Material for this task –
□ □ □

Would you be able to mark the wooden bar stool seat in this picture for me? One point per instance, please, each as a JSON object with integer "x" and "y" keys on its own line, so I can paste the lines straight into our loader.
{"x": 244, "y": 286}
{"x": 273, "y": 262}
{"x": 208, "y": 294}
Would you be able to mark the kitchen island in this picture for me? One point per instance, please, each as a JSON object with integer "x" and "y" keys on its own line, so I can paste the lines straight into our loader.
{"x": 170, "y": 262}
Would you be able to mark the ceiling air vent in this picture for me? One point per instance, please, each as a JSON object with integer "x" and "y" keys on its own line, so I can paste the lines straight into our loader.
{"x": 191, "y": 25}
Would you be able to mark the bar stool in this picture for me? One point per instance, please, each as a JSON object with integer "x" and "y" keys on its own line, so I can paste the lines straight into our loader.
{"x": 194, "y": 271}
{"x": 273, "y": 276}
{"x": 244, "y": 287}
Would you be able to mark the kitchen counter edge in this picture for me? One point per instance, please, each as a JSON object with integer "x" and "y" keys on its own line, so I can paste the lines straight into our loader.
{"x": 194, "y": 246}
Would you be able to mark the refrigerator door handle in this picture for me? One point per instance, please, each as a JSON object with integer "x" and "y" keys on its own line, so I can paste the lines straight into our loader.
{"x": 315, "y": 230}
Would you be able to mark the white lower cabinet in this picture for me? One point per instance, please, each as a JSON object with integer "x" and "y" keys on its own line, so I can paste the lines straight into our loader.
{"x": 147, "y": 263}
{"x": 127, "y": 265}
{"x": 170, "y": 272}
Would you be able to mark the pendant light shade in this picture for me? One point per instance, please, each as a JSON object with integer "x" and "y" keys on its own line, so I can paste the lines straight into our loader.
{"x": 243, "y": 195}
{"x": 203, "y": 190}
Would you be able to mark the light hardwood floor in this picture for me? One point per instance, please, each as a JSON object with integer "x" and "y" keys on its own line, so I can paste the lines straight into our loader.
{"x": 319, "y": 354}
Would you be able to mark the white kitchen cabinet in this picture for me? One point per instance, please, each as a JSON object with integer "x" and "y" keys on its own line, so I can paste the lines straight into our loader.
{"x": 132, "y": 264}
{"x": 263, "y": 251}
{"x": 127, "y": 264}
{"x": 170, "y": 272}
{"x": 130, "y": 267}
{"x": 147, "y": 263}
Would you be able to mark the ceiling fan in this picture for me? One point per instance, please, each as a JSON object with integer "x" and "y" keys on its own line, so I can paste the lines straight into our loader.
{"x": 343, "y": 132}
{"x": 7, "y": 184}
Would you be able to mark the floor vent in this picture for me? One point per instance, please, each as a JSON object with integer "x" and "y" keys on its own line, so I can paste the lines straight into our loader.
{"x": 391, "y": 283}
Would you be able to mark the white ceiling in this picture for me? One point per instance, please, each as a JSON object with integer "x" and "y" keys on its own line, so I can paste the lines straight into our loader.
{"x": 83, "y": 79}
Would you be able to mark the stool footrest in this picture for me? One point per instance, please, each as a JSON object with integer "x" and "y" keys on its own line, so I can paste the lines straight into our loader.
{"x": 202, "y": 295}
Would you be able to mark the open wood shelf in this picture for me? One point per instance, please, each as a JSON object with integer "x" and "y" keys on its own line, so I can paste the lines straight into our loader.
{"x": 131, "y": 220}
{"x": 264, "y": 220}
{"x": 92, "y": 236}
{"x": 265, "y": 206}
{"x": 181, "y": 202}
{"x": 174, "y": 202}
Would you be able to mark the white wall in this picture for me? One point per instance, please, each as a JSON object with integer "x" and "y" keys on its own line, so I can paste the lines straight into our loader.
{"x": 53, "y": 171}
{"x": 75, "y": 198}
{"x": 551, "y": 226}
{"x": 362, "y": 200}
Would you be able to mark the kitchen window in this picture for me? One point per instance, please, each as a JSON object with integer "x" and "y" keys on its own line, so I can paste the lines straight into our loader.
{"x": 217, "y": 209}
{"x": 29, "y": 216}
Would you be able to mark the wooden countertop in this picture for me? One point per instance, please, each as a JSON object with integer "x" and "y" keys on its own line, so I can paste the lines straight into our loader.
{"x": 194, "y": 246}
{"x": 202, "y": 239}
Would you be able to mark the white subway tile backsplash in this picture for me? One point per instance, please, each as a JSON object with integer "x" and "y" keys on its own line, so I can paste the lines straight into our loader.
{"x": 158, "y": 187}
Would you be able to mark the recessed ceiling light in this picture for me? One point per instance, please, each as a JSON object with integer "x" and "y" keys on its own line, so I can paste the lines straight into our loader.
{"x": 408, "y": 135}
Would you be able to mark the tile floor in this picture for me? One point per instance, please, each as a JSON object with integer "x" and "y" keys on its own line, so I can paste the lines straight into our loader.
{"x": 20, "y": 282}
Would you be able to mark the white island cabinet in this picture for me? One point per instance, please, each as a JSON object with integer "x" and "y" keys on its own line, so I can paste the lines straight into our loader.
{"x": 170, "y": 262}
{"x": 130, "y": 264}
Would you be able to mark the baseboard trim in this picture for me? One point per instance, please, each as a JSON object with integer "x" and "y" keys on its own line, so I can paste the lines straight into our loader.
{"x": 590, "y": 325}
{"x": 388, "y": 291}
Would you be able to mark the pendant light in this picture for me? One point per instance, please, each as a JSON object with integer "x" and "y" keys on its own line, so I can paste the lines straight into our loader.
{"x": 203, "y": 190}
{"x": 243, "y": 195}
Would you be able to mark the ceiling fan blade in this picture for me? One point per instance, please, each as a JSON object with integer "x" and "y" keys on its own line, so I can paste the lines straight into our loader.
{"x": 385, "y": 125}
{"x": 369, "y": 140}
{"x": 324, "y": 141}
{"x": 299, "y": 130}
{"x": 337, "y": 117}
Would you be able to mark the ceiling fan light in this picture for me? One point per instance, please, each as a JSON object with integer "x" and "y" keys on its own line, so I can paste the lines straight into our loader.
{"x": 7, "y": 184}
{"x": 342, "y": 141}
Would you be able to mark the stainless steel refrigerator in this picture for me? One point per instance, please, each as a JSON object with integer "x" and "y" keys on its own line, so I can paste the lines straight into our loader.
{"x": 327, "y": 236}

□ □ □

What you should do – Format every line of the items above as a Markdown table with the columns "No." and "Line," numbering the rows in order and omitting blank lines.

Task result –
| No. | Line |
|---|---|
| 1 | Would you be able to mark the wooden bar stool seat in this picture for me? One point per instance, please, each as a JSON object with integer "x" and "y" keys on its own line, so I can paste the lines straight into our loader. |
| 2 | {"x": 244, "y": 286} |
| 3 | {"x": 273, "y": 262} |
| 4 | {"x": 208, "y": 294} |
| 5 | Would you be able to mark the kitchen island in this picture for me? One point per instance, please, each as a JSON object with integer "x" and "y" keys on its own line, so I can paste the lines straight into our loader. |
| 6 | {"x": 170, "y": 262} |
| 7 | Would you be able to mark the ceiling air vent in this picture for me? One point per instance, please, each as a JSON object with integer "x" and "y" keys on its own line, so I can paste the lines straight into our loader. |
| 8 | {"x": 191, "y": 25} |
| 9 | Would you be able to mark the bar stool in this picture for me? One point per instance, please, each as a JSON object with integer "x" and "y" keys on its own line, so I can paste the lines straight into our loader. |
| 10 | {"x": 194, "y": 271} |
| 11 | {"x": 273, "y": 276} |
| 12 | {"x": 244, "y": 287} |
| 13 | Would you be able to mark the kitchen counter edge in this picture for me? One point per instance, please, each as a JSON object with integer "x" and "y" keys on its own line, so I can paste the lines straight into our loader. |
| 14 | {"x": 194, "y": 246} |
| 15 | Would you be able to mark the refrigerator door handle in this picture for me? One point per instance, please, each as a JSON object with integer "x" and "y" keys on its own line, so I can paste the lines straight into our loader. |
| 16 | {"x": 315, "y": 230} |
| 17 | Would you be able to mark the white lower cabinet in this picture for me? One point per instance, please, each as a JSON object with integer "x" and "y" keys on its own line, so I can paste the lines straight into our loader. |
| 18 | {"x": 147, "y": 263} |
| 19 | {"x": 127, "y": 265} |
| 20 | {"x": 170, "y": 272} |
| 21 | Would you be able to mark the pendant light shade in this picture for me? One point per instance, please, each as a JSON object with integer "x" and "y" keys on its own line, so I can paste the lines straight into our loader. |
| 22 | {"x": 243, "y": 195} |
| 23 | {"x": 203, "y": 190} |
| 24 | Would you be able to mark the light hardwood floor in this picture for me? One point per instance, please, each as a JSON object with integer "x" and "y" keys on its own line, so I can paste the lines straight into our loader. |
| 25 | {"x": 319, "y": 354} |
| 26 | Would you be able to mark the white kitchen cabinet in this picture for me? One point per instance, please, each as a JSON object with integer "x" and "y" keys on its own line, so I can paste the lines straight into our loader. |
| 27 | {"x": 132, "y": 264} |
| 28 | {"x": 263, "y": 251} |
| 29 | {"x": 127, "y": 264} |
| 30 | {"x": 170, "y": 272} |
| 31 | {"x": 130, "y": 267} |
| 32 | {"x": 147, "y": 263} |
| 33 | Would you be able to mark the ceiling fan in this picture for me? One point per instance, please, each as a JSON object with integer "x" and "y" keys on its own line, so I can paste the lines straight into our loader. |
| 34 | {"x": 343, "y": 132} |
| 35 | {"x": 7, "y": 184} |
| 36 | Would you be able to mark the floor vent in this picture for me? One point per instance, please, each as a JSON object with integer "x" and "y" keys on its own line, so I can paste the lines straight into our loader. |
| 37 | {"x": 391, "y": 283} |
| 38 | Would you be able to mark the white ceiling in this picture for me? One point per instance, please, each as a JSON object with integer "x" and "y" keys on its own line, so I can paste the lines straight into our loader. |
| 39 | {"x": 83, "y": 79} |
| 40 | Would you be able to mark the stool footrest in this picture for me? One point per instance, please, each as a JSON object with integer "x" and "y" keys on its own line, so I can paste the lines straight into our loader. |
| 41 | {"x": 202, "y": 295} |
| 42 | Would you be able to mark the open wood shelf in this picture for me? One point per instance, please, each as a JSON object with integer "x" and "y" keys on its own line, so I can paste the lines straight into our loader. |
| 43 | {"x": 131, "y": 220} |
| 44 | {"x": 264, "y": 220} |
| 45 | {"x": 92, "y": 236} |
| 46 | {"x": 265, "y": 206} |
| 47 | {"x": 181, "y": 202} |
| 48 | {"x": 174, "y": 202} |
| 49 | Would you be able to mark the white wall in this picture for me? One point per instance, please, each as a JSON object with integer "x" and "y" keys on its own line, so I can paste the lines straight into our loader. |
| 50 | {"x": 53, "y": 171} |
| 51 | {"x": 75, "y": 198} |
| 52 | {"x": 551, "y": 226} |
| 53 | {"x": 362, "y": 200} |
| 54 | Would you be able to mark the kitchen window in this picture for me? One point per instance, please, each as a JSON object with integer "x" and "y" keys on its own line, so I can paste the lines straight into our loader. |
| 55 | {"x": 217, "y": 209} |
| 56 | {"x": 29, "y": 216} |
| 57 | Would you be able to mark the wooden countertop in this picture for me? One point per instance, please, each as a JSON object with integer "x" and "y" keys on its own line, so I can paste the lines straight into our loader. |
| 58 | {"x": 194, "y": 246} |
| 59 | {"x": 202, "y": 239} |
| 60 | Would you be able to mark the white subway tile backsplash in this picture for me? One point per instance, please, each as a JSON object with integer "x" and "y" keys on its own line, so I can paste the lines straight into our loader. |
| 61 | {"x": 158, "y": 187} |
| 62 | Would you be able to mark the recessed ceiling light in this picture for me? One point per instance, please, each as a JSON object with integer "x" and "y" keys on its own line, so I can paste the lines straight into our loader. |
| 63 | {"x": 408, "y": 135} |
| 64 | Would you be able to mark the tile floor in this picture for me? One point per instance, please, each as a JSON object with integer "x" and "y" keys on its own line, so I can paste the lines straight into our loader. |
| 65 | {"x": 20, "y": 282} |
| 66 | Would you be able to mark the white island cabinet in this picture for me? One point per instance, please, each as a JSON object with integer "x" and "y" keys on its own line, so I can paste the lines straight into our loader. |
| 67 | {"x": 170, "y": 262} |
| 68 | {"x": 130, "y": 264} |
| 69 | Would you be able to mark the baseboard trim in this picture for me? One point per instance, please, each as a JSON object with integer "x" and "y" keys on its own line, so I can paste the lines straight into our loader. |
| 70 | {"x": 590, "y": 325} |
| 71 | {"x": 388, "y": 291} |
| 72 | Would you be able to mark the pendant light in this picture for me? One point per instance, please, each as a JSON object with integer "x" and "y" keys on its own line, so I can paste the lines straight into our loader. |
| 73 | {"x": 203, "y": 190} |
| 74 | {"x": 243, "y": 195} |
| 75 | Would you be able to mark the ceiling fan blade in this picture for me? One point per instance, please, each as a JSON object with integer "x" and "y" keys on its own line, so I can paste the lines straight into our loader. |
| 76 | {"x": 385, "y": 125} |
| 77 | {"x": 369, "y": 140} |
| 78 | {"x": 324, "y": 141} |
| 79 | {"x": 299, "y": 130} |
| 80 | {"x": 337, "y": 117} |
| 81 | Would you be able to mark the ceiling fan light in this picture for me? One point per instance, please, each as a JSON object with integer "x" and "y" keys on its own line, so I can paste the lines straight into our loader. |
| 82 | {"x": 7, "y": 184} |
| 83 | {"x": 342, "y": 141} |
| 84 | Would you be able to mark the stainless steel refrigerator in this picture for me? One point per instance, please, each as a JSON object with integer "x" and "y" keys on its own line, so I can paste the lines straight into our loader. |
| 85 | {"x": 327, "y": 236} |